[Opening Material supplied section]

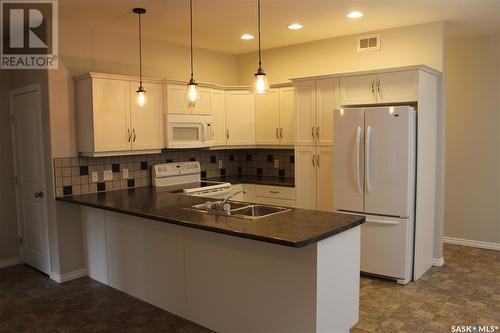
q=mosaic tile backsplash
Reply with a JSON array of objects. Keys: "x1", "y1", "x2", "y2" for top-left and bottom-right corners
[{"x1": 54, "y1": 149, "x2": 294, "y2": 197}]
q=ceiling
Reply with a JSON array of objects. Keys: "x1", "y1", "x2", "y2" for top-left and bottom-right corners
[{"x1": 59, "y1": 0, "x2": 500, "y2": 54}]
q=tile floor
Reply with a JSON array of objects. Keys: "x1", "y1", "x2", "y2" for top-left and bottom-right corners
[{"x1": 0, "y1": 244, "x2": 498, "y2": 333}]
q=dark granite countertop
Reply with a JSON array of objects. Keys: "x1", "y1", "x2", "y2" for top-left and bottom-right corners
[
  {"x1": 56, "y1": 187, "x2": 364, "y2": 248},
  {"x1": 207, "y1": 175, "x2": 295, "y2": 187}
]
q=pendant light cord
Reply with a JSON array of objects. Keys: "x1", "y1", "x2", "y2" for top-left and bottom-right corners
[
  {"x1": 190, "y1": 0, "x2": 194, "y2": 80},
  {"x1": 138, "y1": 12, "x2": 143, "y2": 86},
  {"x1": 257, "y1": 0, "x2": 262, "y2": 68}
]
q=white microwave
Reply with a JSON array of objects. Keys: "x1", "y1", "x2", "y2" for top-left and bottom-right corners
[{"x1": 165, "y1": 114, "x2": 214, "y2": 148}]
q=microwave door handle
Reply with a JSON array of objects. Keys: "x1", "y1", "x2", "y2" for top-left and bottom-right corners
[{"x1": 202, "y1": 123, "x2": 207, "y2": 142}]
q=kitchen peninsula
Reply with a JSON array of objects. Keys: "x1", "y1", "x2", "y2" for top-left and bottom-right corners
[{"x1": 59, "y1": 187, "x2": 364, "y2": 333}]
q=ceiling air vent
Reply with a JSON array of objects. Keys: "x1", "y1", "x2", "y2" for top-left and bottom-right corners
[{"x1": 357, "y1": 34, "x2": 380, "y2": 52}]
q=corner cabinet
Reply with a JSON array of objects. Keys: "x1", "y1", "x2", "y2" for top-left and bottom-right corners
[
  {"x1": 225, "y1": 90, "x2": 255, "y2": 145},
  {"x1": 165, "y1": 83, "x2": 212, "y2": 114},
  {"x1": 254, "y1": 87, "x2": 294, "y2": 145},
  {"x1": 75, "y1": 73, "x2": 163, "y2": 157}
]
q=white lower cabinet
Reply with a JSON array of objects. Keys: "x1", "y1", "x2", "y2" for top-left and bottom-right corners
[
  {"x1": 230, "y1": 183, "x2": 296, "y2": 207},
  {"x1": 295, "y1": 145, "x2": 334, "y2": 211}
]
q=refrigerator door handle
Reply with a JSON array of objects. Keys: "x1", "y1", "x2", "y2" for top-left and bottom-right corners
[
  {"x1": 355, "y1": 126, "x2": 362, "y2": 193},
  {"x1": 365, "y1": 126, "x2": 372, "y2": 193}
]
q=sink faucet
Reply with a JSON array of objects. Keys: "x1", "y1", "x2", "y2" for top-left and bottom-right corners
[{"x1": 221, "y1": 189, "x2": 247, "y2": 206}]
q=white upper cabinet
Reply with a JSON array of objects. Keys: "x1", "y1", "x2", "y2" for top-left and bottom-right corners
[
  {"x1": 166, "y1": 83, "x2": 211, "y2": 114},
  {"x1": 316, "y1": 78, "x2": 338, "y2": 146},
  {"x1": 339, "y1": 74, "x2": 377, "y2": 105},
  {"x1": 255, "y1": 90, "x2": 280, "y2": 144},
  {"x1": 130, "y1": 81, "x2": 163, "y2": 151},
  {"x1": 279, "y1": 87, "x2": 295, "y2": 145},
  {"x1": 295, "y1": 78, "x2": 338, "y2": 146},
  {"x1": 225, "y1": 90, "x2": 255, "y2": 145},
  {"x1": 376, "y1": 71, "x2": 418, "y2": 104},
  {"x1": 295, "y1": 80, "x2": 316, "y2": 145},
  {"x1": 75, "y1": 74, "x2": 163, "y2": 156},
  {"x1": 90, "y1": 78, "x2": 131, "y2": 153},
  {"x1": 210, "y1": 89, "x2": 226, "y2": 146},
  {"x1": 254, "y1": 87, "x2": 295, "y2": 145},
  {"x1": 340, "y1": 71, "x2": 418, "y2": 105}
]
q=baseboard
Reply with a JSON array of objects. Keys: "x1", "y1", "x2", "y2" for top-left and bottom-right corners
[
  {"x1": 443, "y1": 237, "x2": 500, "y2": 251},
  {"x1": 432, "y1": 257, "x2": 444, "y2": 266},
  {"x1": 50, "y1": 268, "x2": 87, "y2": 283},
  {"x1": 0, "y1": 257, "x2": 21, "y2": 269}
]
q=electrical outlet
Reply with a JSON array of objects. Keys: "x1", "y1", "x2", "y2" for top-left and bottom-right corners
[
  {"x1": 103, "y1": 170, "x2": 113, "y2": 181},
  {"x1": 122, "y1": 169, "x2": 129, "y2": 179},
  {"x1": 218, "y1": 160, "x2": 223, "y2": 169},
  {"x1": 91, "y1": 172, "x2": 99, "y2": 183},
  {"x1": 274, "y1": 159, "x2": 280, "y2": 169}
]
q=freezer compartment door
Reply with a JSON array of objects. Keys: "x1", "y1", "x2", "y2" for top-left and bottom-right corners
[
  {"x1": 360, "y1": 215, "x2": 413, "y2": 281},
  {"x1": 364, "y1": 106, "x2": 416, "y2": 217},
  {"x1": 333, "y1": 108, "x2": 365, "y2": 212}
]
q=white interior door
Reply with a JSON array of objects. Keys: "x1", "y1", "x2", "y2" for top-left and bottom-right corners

[Closing Material supplied section]
[Opening Material supplied section]

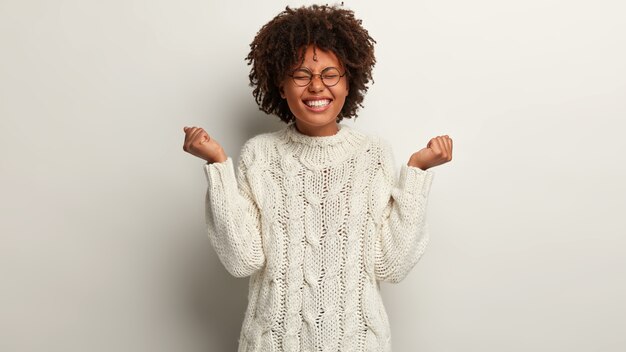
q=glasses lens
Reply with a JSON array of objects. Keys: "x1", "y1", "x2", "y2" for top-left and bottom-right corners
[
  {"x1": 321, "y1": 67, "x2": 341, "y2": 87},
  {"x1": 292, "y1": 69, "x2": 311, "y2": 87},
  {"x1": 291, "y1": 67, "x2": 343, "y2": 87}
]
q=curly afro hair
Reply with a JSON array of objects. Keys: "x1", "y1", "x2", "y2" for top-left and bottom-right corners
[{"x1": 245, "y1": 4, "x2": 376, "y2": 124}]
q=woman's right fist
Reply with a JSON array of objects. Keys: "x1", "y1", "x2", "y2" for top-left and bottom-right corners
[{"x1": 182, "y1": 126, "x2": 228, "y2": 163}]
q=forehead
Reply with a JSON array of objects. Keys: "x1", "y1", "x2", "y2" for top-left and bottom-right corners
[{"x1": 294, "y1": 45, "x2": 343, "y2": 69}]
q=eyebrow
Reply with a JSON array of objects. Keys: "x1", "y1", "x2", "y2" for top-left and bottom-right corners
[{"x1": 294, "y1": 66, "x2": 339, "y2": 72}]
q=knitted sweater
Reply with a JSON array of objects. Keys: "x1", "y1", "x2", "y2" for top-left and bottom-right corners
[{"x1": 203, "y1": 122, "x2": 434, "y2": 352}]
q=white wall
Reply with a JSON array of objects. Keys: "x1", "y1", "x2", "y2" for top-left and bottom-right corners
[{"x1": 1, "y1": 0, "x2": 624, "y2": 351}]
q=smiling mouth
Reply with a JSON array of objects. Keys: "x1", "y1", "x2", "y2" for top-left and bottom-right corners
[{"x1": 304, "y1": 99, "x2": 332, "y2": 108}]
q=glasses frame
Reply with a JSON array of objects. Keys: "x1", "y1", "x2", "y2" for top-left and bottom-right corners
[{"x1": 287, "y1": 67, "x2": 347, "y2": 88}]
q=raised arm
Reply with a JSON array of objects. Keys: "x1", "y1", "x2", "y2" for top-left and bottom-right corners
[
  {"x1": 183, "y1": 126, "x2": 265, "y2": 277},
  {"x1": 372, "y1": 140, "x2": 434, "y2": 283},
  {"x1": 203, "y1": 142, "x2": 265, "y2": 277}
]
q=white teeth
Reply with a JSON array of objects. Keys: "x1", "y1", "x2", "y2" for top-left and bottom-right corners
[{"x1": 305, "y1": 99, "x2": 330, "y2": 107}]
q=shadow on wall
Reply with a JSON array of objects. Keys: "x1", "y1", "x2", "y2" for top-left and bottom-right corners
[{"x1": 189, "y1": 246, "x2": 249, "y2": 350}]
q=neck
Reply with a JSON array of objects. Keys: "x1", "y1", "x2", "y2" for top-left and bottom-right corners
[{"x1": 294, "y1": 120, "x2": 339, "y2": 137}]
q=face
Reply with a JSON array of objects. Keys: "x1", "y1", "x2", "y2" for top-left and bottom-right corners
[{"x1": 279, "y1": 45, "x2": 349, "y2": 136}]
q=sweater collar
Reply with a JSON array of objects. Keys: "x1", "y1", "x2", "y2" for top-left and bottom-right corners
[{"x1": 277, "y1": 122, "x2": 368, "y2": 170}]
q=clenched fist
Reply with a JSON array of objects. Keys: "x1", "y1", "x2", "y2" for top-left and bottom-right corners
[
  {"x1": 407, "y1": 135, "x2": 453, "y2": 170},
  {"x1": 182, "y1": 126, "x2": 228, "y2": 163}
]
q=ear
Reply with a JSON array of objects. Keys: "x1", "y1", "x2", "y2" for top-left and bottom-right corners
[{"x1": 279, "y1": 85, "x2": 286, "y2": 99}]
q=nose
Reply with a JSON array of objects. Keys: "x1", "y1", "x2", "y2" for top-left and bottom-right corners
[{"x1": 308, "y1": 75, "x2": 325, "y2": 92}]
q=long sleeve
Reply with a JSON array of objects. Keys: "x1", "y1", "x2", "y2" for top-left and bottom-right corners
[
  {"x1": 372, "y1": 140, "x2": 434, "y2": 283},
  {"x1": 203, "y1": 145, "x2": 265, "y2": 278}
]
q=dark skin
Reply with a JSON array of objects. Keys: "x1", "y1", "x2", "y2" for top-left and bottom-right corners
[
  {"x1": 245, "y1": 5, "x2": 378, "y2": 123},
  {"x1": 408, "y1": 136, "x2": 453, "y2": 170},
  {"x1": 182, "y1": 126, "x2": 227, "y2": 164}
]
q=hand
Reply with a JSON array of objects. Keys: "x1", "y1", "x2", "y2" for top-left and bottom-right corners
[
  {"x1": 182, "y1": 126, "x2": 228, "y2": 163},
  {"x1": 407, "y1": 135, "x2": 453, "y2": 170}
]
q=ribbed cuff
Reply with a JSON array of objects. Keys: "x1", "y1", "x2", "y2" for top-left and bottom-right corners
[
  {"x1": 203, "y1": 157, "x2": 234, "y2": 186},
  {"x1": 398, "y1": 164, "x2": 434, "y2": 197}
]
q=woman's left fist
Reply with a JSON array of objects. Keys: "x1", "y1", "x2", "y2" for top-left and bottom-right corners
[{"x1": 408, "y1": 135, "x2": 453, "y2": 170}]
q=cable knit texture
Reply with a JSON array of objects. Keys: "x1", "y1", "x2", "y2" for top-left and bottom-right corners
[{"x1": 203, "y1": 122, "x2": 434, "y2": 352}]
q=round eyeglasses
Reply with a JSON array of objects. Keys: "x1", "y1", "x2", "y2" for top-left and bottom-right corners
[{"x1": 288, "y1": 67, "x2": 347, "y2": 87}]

[Closing Material supplied section]
[Opening Material supplied section]

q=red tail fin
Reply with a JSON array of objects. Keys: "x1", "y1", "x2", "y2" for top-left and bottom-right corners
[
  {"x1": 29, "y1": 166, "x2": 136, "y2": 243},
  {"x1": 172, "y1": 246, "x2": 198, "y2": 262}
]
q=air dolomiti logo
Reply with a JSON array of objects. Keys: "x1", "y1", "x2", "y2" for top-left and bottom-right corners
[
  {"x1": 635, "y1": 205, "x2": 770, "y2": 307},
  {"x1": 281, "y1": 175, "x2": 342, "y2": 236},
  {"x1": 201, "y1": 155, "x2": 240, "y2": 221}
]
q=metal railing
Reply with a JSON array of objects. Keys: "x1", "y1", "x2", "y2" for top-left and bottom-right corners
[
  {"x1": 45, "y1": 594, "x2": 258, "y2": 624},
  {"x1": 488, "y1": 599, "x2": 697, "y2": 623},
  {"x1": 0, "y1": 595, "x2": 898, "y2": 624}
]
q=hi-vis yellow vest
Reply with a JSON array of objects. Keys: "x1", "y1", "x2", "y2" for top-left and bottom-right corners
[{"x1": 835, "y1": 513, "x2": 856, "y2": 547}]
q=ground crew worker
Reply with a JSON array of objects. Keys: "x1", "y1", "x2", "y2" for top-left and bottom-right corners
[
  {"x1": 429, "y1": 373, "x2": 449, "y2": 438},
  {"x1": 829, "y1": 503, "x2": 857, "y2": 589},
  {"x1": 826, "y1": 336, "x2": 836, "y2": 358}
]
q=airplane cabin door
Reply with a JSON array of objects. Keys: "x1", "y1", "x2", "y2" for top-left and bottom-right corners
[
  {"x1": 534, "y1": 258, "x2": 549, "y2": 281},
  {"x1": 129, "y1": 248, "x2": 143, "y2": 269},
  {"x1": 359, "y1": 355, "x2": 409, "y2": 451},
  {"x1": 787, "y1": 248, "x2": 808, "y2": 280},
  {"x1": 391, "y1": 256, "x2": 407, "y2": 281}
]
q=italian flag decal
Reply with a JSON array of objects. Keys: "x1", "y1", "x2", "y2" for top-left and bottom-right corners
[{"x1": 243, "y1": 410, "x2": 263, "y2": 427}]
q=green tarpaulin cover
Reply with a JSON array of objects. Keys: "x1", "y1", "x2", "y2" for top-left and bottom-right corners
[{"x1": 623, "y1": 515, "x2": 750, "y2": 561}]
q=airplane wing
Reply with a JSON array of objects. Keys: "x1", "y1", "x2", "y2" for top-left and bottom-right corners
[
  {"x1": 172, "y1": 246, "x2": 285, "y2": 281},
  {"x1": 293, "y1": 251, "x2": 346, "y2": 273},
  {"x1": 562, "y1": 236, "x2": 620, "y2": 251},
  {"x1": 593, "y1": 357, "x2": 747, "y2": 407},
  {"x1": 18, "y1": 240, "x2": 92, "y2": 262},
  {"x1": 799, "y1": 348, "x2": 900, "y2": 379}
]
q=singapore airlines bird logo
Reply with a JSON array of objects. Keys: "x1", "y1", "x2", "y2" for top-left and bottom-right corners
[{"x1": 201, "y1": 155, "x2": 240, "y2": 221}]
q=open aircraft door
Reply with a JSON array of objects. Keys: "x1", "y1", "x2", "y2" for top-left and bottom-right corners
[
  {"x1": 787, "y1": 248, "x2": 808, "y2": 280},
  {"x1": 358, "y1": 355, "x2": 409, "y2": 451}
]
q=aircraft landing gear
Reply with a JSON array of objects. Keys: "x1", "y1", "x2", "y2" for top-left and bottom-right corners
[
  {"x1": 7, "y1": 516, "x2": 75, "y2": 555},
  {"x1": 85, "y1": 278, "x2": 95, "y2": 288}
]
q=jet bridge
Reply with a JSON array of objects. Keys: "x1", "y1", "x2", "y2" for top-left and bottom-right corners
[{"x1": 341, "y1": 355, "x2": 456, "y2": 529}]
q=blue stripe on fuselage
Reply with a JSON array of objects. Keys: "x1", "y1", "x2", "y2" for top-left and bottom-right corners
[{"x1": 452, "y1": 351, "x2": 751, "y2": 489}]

[Closing Material supplied section]

What needs to be done
Take exactly the lines from the one containing "q=ribbed cuff" through the one containing "q=round eyeglasses" in the data above, and output them with nothing added.

Output of the task
q=ribbed cuff
Reply with a JSON array of objects. Keys: "x1", "y1", "x2", "y2" for top-left and bottom-right corners
[
  {"x1": 203, "y1": 157, "x2": 234, "y2": 186},
  {"x1": 398, "y1": 164, "x2": 434, "y2": 197}
]
q=woman's left fist
Reply with a JSON array of objects. Keys: "x1", "y1", "x2", "y2" for top-left and bottom-right corners
[{"x1": 408, "y1": 135, "x2": 453, "y2": 170}]
q=cable knit texture
Reply with a JSON array of objects. Keys: "x1", "y1", "x2", "y2" for top-left and bottom-right corners
[{"x1": 203, "y1": 122, "x2": 434, "y2": 352}]
q=round eyeglasses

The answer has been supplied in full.